• _YOUR INSTRUCTIONS_:
Copy every line of the material below word for word.
--- BEGIN MATERIAL FOR THIS TASK ---
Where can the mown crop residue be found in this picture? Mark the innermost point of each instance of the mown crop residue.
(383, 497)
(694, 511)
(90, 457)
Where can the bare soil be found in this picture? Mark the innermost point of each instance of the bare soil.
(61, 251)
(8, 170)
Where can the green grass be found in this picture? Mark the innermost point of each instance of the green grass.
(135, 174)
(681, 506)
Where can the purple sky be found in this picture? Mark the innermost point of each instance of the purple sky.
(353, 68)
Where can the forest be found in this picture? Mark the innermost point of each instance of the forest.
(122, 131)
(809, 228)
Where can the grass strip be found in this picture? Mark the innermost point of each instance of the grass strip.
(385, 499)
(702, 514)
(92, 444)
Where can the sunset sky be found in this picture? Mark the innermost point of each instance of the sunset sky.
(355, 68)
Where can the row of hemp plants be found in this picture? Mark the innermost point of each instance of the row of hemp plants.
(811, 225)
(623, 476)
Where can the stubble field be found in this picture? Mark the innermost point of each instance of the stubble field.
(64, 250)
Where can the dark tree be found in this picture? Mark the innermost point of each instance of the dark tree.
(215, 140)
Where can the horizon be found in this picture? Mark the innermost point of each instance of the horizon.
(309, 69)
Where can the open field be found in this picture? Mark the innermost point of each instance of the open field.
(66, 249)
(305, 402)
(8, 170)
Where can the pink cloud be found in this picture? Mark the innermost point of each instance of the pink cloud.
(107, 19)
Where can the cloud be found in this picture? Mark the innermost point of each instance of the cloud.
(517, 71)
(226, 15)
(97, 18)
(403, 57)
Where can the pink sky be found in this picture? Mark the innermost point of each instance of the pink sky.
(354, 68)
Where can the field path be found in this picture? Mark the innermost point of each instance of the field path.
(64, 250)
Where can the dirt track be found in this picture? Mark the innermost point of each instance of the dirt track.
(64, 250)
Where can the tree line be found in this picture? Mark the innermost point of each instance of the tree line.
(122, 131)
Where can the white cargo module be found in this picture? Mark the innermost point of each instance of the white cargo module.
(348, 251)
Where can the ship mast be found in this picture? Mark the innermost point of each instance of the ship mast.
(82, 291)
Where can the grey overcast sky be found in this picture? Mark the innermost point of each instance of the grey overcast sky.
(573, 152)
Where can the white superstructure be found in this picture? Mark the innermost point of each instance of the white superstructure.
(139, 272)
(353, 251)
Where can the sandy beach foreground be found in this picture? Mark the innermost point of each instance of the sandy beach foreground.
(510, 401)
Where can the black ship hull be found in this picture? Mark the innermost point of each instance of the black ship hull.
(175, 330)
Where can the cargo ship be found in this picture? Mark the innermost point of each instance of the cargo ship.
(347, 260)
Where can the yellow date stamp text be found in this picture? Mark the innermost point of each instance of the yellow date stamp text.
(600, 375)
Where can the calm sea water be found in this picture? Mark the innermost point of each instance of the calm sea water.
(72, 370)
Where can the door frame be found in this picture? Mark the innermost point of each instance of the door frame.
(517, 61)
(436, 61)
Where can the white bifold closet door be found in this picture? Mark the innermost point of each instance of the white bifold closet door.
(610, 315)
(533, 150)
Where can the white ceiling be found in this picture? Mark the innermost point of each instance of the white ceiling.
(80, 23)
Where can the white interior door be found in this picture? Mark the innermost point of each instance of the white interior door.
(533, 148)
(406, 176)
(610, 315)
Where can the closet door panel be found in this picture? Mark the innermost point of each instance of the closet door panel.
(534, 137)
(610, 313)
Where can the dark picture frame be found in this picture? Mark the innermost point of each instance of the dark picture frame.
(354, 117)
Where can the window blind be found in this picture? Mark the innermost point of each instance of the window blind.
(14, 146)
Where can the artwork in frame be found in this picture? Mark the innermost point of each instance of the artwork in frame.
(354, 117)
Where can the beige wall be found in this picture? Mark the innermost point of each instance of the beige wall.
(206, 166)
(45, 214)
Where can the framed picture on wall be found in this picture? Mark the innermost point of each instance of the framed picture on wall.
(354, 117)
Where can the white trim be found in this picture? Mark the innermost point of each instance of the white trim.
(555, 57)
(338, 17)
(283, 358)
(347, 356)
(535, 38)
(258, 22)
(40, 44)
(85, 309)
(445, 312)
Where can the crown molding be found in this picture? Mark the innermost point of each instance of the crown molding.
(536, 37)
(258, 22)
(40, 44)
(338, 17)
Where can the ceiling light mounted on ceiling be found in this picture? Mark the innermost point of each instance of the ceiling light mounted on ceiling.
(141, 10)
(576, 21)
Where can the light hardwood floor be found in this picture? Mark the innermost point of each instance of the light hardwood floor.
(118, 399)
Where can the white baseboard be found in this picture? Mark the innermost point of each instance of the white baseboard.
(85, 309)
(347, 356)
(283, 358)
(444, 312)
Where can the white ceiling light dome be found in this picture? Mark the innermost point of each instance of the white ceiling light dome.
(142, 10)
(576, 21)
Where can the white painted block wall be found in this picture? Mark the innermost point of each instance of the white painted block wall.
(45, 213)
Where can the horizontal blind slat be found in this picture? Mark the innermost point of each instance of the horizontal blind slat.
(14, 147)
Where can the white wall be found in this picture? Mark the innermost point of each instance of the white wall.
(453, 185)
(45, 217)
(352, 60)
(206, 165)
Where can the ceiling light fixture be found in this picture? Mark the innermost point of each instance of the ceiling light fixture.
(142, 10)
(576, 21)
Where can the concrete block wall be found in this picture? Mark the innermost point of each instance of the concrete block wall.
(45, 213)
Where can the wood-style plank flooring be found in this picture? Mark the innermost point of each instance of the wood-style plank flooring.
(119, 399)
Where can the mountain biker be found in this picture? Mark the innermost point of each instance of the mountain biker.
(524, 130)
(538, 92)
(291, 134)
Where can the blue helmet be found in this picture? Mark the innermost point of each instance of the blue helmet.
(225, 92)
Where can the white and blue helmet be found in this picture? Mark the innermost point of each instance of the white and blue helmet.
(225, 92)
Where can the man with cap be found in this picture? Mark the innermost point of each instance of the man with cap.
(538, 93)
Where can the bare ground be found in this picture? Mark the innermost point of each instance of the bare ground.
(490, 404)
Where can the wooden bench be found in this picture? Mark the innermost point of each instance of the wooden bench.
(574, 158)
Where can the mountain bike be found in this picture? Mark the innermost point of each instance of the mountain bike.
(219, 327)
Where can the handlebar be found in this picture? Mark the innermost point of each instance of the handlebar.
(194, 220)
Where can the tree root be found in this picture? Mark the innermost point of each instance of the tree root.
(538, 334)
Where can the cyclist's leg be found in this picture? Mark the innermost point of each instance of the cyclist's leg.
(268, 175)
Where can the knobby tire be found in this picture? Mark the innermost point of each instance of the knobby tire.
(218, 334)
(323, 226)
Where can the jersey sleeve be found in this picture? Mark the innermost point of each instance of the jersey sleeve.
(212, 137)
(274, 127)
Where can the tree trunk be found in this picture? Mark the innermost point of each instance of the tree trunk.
--- END MATERIAL FOR THIS TASK ---
• _SOLUTION_:
Where can the mown crop residue be found in this picture? Mark the innermost point of each instance of the mown crop residue.
(383, 497)
(694, 511)
(90, 457)
Where can the bare soil be found in this picture? Mark the innermost point of each instance of the bare soil.
(61, 251)
(8, 170)
Where can the green grass be found in this picture? Mark the innermost point of each instance of the green grass.
(135, 174)
(681, 506)
Where can the purple sky be found in this picture? Mark the innermost point of each instance of the purple sky.
(353, 68)
Where can the forest be found in this picture? Mark the innermost point of each instance of the forest.
(122, 131)
(809, 228)
Where can the grass strip be found in this picture? Mark the innermost point of each instance of the grass strip.
(385, 499)
(702, 514)
(92, 444)
Where can the sunset sky be found in this picture? Mark the innermost point of each instance of the sunset sky.
(355, 68)
Where can the row of hemp plants be found in this picture? Mark the innermost point of each instance of the row of hemp plants.
(811, 225)
(623, 476)
Where can the stubble field be found in this picture? Mark the innermost point of each instance of the stubble field.
(64, 250)
Where can the dark tree be found in this picture? Mark the innermost point of each instance of the dark tree.
(215, 140)
Where can the horizon be found in this picture? Mark the innermost point of each instance of the horizon.
(309, 69)
Where can the open field be found in this picture? Mark the innermost point of each instance of the open field.
(66, 249)
(305, 402)
(8, 170)
Where can the pink cloud be found in this picture? Mark the innermost point of each instance of the pink cloud.
(107, 19)
Where can the cloud be found in this picture? Mark the innermost point of each instance of the cloud.
(517, 71)
(226, 15)
(97, 18)
(403, 57)
Where can the pink sky be found in this picture? Mark the innermost point of each instance of the pink sky.
(354, 68)
Where can the field path be found in this picture? Mark the innermost point of each instance of the field path.
(64, 250)
Where can the dirt track be found in this picture? Mark the innermost point of each instance of the dirt track.
(64, 250)
Where can the tree line be found in this picture? Mark the innermost point of each instance of the tree line.
(122, 131)
Where can the white cargo module be found in this picture? Mark the innermost point of each instance of the white cargo module.
(348, 251)
Where can the ship mast be found in this picture? Mark the innermost point of each instance of the ship mast.
(82, 291)
Where can the grey overcast sky be found in this picture? Mark the innermost point of each instance of the grey overcast sky.
(573, 152)
Where can the white superstructure be found in this picture? Mark the innermost point of each instance of the white superstructure.
(139, 272)
(353, 251)
Where can the sandy beach foreground be found in this picture? Mark the innermost point of each instance of the sandy beach foreground.
(510, 401)
Where can the black ship hull be found in this picture? Mark the innermost point of each instance of the black ship hull.
(175, 330)
Where can the cargo ship be found in this picture? Mark the innermost point of each instance of the cargo ship.
(347, 260)
Where can the yellow date stamp text be found in this picture? Mark the innermost point of each instance of the yellow date stamp text.
(600, 375)
Where can the calm sea water be found in this picture? Mark the innermost point of each instance of the calm sea water.
(72, 370)
Where can the door frame be found in this picture? Mark the innermost point of each instance of the door frame.
(517, 61)
(436, 61)
Where can the white bifold closet door be found in this picture? Mark the innermost point of each instance of the white bifold closet door.
(610, 315)
(533, 150)
Where can the white ceiling be found in this picture? Mark the innermost point of each instance of the white ceiling.
(80, 23)
Where can the white interior door be found in this picture? Mark the innermost point of each instance of the white interior door.
(533, 148)
(406, 176)
(610, 315)
Where can the closet door panel be found in this picture? Mark the innermost point of each instance of the closet door panel.
(534, 137)
(610, 313)
Where can the dark picture frame be found in this picture? Mark the innermost point of each instance of the dark picture frame.
(354, 117)
Where can the window blind be found in this picture? Mark the innermost point of each instance of the window blind.
(14, 146)
Where can the artwork in frame be found in this picture? Mark the innermost point of each instance of the artwork in frame.
(354, 117)
Where can the beige wall be found in this picture? Mark the innermost point of each instance of the beige wall.
(206, 166)
(45, 214)
Where can the framed picture on wall be found in this picture? Mark the innermost point of each instance of the framed picture on wall.
(354, 117)
Where can the white trim be found in this picture? Mark the innermost point of each instance of the white trim.
(555, 57)
(338, 17)
(283, 358)
(347, 356)
(535, 38)
(258, 22)
(40, 44)
(85, 309)
(445, 312)
Where can the crown molding be found in this picture? Mark the innermost point of each instance of the crown molding.
(536, 37)
(258, 22)
(40, 44)
(338, 17)
Where can the ceiling light mounted on ceiling be found in this picture? Mark the innermost point of each instance of the ceiling light mounted on ceiling.
(141, 10)
(576, 21)
Where can the light hardwood floor be found in this picture? Mark the innermost point of each instance of the light hardwood floor.
(118, 399)
Where can the white baseboard be found in this picture? Mark the innermost point of each instance of the white baseboard.
(85, 309)
(347, 356)
(283, 358)
(444, 312)
Where can the white ceiling light dome be found in this picture? Mark the innermost point of each instance of the white ceiling light dome.
(142, 10)
(576, 21)
Where can the white painted block wall be found in this picture? Mark the innermost point of each instance of the white painted block wall.
(45, 213)
Where can the horizontal blind slat be found in this picture? Mark the innermost point of each instance of the horizontal blind slat.
(14, 147)
Where can the white wall be found in this picture? Mark the innermost point of each instance of the white wall.
(453, 185)
(45, 217)
(352, 60)
(206, 165)
Where can the ceiling light fixture be found in this picture? Mark the innermost point of each instance of the ceiling light fixture.
(142, 10)
(576, 21)
Where can the concrete block wall be found in this picture? Mark the innermost point of each instance of the concrete block wall.
(45, 213)
Where can the wood-style plank flooring be found in this picture? Mark the innermost point of each instance of the wood-style plank flooring.
(119, 399)
Where can the mountain biker be found in this picture? Mark the innermost point of each instance of the mountain biker.
(524, 130)
(538, 92)
(291, 134)
Where can the blue helmet be found in this picture? Mark the innermost point of each instance of the blue helmet.
(225, 92)
Where can the white and blue helmet be found in this picture? Mark the innermost point of each instance of the white and blue helmet.
(225, 92)
Where can the man with cap be found in this picture? Mark the innermost point of each instance of the man with cap.
(538, 93)
Where can the bare ground be found in this picture? Mark the innermost point of each instance of the bare ground.
(490, 404)
Where can the wooden bench be found in this picture? Mark the innermost point of each instance of the wooden bench.
(574, 158)
Where can the mountain bike be found in this picture? Mark the innermost point of each instance of the mountain bike.
(219, 327)
Where can the handlebar be found in this picture? Mark the innermost point of each instance of the handlebar.
(194, 220)
Where can the tree root be found in this picture? Mark the innermost point of each instance of the tree root.
(538, 334)
Where can the cyclist's leg be found in this picture? Mark the innermost point of each instance of the cyclist's leg.
(268, 175)
Where can the knobby tire be found in this picture? Mark the innermost point of each instance of the knobby tire.
(218, 334)
(323, 226)
Where can the jersey sleeve be found in this picture? Mark the innermost point of each instance of the jersey sleeve.
(212, 137)
(274, 127)
Where can the tree trunk be found in this picture? Mark the innermost point of each instance of the tree trunk.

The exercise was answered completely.